With all the worry about gay kids, pregnant teenagers, and chlamydia outbreaks in the rest home, we so rarely touch on the basics. Sex is fun (mostly), but it comes with its own communication skill set. Just as marriage isn't a natural state of being (even if the conservatives tell you it totally is and that you're a freak if you're not in holy matrimony), talking about sex isn't something that just comes naturally to adults. It's like long division or good grammar: it needs to be taught, the younger the better. It's not like your husband slides a wedding ring on your finger and you're DTF with mad skillz.
The gap between "aware of sex" and "ready to have sex" isn't huge. All the better to fill it some positive, communication-heavy theories, then. Not talking about sex doesn't mean it doesn't happen. People are engaging in unsafe behaviours because they can't talk safely or openly about their experiences. Disrespect never gets called out. You might feel kind of gross when your boyfriend takes your heads and not-so-subtly steers it towards his erection, but if someone doesn't cock an eyebrow and validate your squicky emotions, the shame and weirdness of that moment can act as a barrier from bringing it into the light. Worse, if you mention it to your girlfriends and they all know exactly what you're talking about, it can perpetuate the normality of not-okay behaviours.
Teaching about something and giving permission to do it isn't the same thing. Students learn about space launches and the Holocaust, but nobody's telling them to get out there and reenact 'em. Sex education for kids and teenagers falls under the same ideology. It's important to have authority figures who are comfortable addressing the vagaries of the human experience from all angles. Sex isn't just about penis-in-vagina; it's about being open with your partners and being comfortable. The article talked about one student who had been the target of a nasty Facebook post implying that she was giving oral sex at parties; the incident came up during the sex ed classes as an example of "things that are not okay."
I don't know what the future holds for American students. The program profiled in this article was offered at a private school, and many of the online commentors expressed the sentiment that teaching sex ed was what was holding America back from being an Old Testament utopia/a math-and-science powerhouse/free of teen moms/whatever. I like to think that the graduates of that class have much better skills to work with in the soft science of sex, and even if they choose never to have sex with anyone, the ability to talk through a tough situation. Sex is hard. Love is hard. That's why they should teach it in schools.

Object location annotation data
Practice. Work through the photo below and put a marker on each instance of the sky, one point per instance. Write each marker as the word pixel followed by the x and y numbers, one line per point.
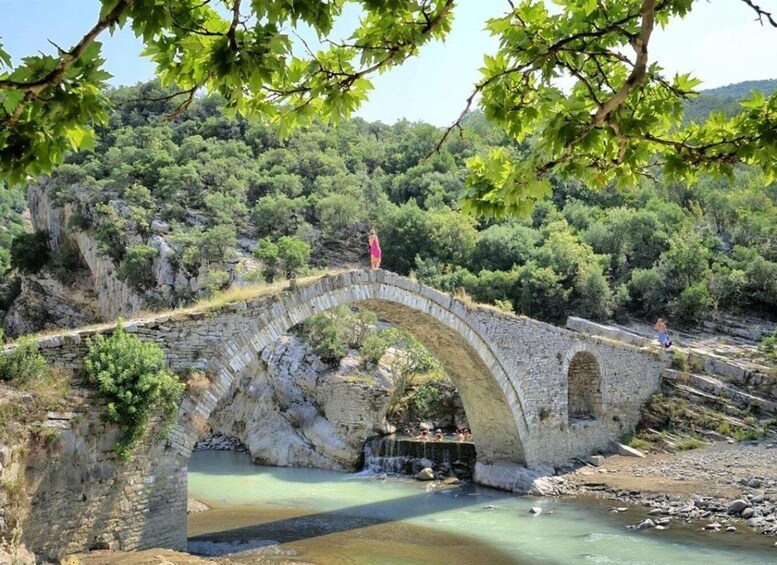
pixel 719 42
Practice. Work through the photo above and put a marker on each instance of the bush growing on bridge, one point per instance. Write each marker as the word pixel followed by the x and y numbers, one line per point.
pixel 132 376
pixel 332 333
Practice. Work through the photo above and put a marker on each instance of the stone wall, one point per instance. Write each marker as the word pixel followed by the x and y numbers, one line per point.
pixel 511 372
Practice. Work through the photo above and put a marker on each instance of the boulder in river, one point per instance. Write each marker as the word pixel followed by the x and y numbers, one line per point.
pixel 425 474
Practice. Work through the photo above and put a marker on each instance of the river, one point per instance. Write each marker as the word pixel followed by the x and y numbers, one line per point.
pixel 332 518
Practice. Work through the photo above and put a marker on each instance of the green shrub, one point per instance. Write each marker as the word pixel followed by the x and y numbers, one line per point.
pixel 693 305
pixel 769 345
pixel 724 428
pixel 637 443
pixel 65 263
pixel 373 347
pixel 745 434
pixel 30 251
pixel 332 333
pixel 679 360
pixel 24 364
pixel 131 374
pixel 135 268
pixel 288 257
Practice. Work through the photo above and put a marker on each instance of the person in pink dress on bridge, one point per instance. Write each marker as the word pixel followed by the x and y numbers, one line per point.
pixel 375 252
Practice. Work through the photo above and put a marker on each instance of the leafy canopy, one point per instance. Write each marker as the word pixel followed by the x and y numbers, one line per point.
pixel 239 49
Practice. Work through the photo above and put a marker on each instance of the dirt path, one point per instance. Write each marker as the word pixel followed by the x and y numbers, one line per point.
pixel 723 486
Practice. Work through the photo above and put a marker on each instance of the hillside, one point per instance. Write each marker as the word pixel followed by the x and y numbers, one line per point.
pixel 162 214
pixel 725 99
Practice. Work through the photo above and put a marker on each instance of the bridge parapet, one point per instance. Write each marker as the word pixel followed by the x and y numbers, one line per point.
pixel 513 375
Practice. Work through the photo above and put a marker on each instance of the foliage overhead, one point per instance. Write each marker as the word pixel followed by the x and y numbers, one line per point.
pixel 238 49
pixel 578 83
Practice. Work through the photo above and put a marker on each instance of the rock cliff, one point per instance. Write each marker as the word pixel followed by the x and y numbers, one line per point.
pixel 299 412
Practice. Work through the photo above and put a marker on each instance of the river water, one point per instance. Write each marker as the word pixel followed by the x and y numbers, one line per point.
pixel 327 518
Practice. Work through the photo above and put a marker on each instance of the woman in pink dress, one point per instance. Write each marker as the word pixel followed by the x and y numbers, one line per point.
pixel 375 253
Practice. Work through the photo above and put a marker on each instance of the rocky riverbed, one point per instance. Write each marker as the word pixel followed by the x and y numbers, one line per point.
pixel 721 487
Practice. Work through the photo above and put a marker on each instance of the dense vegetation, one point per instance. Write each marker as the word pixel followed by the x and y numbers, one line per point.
pixel 227 188
pixel 132 376
pixel 617 119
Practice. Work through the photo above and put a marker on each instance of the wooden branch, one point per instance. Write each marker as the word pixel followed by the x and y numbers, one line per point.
pixel 638 74
pixel 761 13
pixel 233 25
pixel 34 88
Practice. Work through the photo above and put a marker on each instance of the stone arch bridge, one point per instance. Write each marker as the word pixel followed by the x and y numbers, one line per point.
pixel 534 394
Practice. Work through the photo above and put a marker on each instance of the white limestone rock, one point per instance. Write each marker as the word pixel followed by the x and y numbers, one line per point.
pixel 626 451
pixel 297 411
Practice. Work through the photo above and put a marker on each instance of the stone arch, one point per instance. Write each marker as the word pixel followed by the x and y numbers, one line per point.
pixel 492 401
pixel 585 378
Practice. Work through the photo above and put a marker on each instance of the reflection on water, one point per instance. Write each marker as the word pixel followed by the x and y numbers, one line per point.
pixel 331 518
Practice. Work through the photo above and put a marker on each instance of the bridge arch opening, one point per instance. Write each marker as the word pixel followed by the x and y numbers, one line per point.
pixel 584 392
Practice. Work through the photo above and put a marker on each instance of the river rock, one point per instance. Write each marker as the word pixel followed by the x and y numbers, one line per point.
pixel 425 474
pixel 596 460
pixel 157 226
pixel 627 451
pixel 737 506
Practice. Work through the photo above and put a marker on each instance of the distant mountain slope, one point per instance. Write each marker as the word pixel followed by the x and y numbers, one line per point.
pixel 725 99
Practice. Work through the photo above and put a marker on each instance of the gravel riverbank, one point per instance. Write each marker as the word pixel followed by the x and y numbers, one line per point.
pixel 721 487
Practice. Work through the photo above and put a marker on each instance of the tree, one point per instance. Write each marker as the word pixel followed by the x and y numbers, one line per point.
pixel 48 104
pixel 619 118
pixel 289 256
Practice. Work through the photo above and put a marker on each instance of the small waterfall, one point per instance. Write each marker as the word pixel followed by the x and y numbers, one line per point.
pixel 406 456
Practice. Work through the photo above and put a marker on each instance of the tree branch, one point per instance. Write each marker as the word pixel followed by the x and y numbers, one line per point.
pixel 638 74
pixel 34 88
pixel 761 13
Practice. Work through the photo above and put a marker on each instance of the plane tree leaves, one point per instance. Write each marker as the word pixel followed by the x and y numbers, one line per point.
pixel 242 50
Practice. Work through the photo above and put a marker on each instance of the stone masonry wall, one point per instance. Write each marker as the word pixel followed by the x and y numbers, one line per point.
pixel 511 373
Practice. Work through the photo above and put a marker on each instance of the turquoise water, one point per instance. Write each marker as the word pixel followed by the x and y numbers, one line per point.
pixel 332 518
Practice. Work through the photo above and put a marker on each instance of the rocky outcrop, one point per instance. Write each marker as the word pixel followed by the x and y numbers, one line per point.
pixel 44 303
pixel 48 303
pixel 296 411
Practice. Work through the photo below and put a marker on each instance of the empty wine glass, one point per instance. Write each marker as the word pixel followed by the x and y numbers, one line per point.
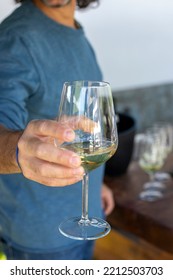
pixel 87 107
pixel 151 160
pixel 166 130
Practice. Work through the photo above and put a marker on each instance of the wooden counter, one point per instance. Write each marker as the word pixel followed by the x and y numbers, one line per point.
pixel 146 223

(Exercise set):
- a) According to the essay on sex education, what kind of school offered the program profiled in the article?
- b) Edit the rows starting at the line containing "rock cliff, one" and ending at the line containing "pixel 585 378": change "woman in pink dress" to "girl in pink dress" and write out only those lines, leaving everything else the same.
The text and the rows have nothing to do with each other.

(Final results):
- a) A private school.

- b)
Practice. Work through the photo above and put a marker on each instance of the rock cliff, one point per instance. Write each marker as the word pixel followed by the x and y numbers, one line per point.
pixel 299 412
Practice. Work through the photo above and put a marker on each instance of the river water, one point per instance. Write each marker as the word pixel followed by the x and y numbers, one line per point.
pixel 327 518
Practice. Work through the photo above and put a marker on each instance of the girl in pink dress, one point per instance. Write each marker as the word pixel followed by the x and y numbers, one line per point.
pixel 375 253
Practice. Work through the photo above and put a marker on each instance of the rocky riverbed, one point per instance. Write each marker as the word pixel followed by the x and y numbers, one line per point.
pixel 721 487
Practice. Work through the photo above and put a marker on each instance of the dense vegetation, one point per instance. Write each marker as the word pixel followed by the x and y numbers, one line per point.
pixel 227 188
pixel 132 376
pixel 617 119
Practice. Work through the photo above and put a marker on each instance of the wooden branch, one point per instance. Write each marker as the word pixel followed by the x and y numbers, one line per point.
pixel 638 74
pixel 761 13
pixel 233 25
pixel 34 88
Practice. Work through the photo above and put a marker on each instance of the stone arch bridge, one point per instance. Write each marker as the word pixel followed by the x and y numbers, one line per point.
pixel 534 394
Practice. Work through the photo above and put a marker on each instance of the white limestone rock, one point per instance. Write each marker as the word pixel followed by the x and y numbers, one line per point.
pixel 626 451
pixel 297 411
Practice. Work through the photo above and put a marker on each instance of the stone arch, one point per instance. Write each marker as the word pixel followed by the x and y numbers, one line per point.
pixel 492 401
pixel 585 378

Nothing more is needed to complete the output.